** Aim **
Set out as a numbered list the lines of the listing below, starting with the line containing "Step description: the user needs to interact with the diver's" and going through the line containing "276 141 307 171". Leave out any blank lines.

** Working data **
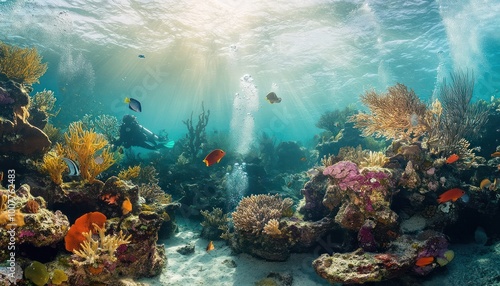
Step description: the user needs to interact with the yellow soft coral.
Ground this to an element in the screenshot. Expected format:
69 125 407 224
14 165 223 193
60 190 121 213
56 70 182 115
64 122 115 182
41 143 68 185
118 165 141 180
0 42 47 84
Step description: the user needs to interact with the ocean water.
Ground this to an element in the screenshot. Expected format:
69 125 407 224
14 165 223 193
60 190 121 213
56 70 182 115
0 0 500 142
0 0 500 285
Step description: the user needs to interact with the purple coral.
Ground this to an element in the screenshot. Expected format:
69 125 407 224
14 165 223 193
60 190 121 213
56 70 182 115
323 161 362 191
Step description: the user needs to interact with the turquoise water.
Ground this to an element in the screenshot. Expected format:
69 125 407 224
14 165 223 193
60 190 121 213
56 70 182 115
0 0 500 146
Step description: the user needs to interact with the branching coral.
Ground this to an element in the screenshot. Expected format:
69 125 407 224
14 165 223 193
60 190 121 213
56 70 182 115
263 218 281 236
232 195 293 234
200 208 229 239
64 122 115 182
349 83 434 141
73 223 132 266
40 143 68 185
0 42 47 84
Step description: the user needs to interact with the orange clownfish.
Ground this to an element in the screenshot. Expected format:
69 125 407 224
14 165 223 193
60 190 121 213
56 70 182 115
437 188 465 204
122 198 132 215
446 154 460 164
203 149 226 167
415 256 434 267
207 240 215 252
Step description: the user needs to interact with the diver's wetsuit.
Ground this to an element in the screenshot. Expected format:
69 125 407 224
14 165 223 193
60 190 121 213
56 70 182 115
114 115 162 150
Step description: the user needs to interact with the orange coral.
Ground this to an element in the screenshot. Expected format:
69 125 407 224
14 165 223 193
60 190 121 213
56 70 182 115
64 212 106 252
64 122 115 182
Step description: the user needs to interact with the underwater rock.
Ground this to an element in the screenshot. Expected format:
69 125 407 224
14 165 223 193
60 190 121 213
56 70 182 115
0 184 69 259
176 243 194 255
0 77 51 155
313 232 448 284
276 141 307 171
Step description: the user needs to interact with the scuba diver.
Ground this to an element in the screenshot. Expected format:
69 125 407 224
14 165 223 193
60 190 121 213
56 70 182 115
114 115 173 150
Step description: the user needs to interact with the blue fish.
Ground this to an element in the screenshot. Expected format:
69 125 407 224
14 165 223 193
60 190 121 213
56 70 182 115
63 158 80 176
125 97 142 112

** Response to this exercise **
1. Step description: the user needs to interact with the diver's wetsuit.
2. Ground this to an element in the screenshot. Expected format:
3. 69 125 407 224
4. 14 165 223 193
5. 60 190 121 213
6. 56 70 182 115
7. 114 115 162 150
8. Step description: the user needs to interact with the orange coral.
9. Ground this to an element in the screenshot. Expected format:
10. 69 125 407 224
11. 14 165 223 193
12. 60 190 121 213
13. 56 70 182 115
14. 64 212 106 252
15. 64 122 115 182
16. Step description: the user needs to interact with the underwater rock.
17. Ground this to an element in the screenshot. Expected format:
18. 69 125 407 224
19. 14 165 223 193
20. 60 190 121 213
21. 56 70 182 115
22. 0 184 69 259
23. 176 243 194 255
24. 0 77 51 155
25. 313 232 448 284
26. 276 141 307 171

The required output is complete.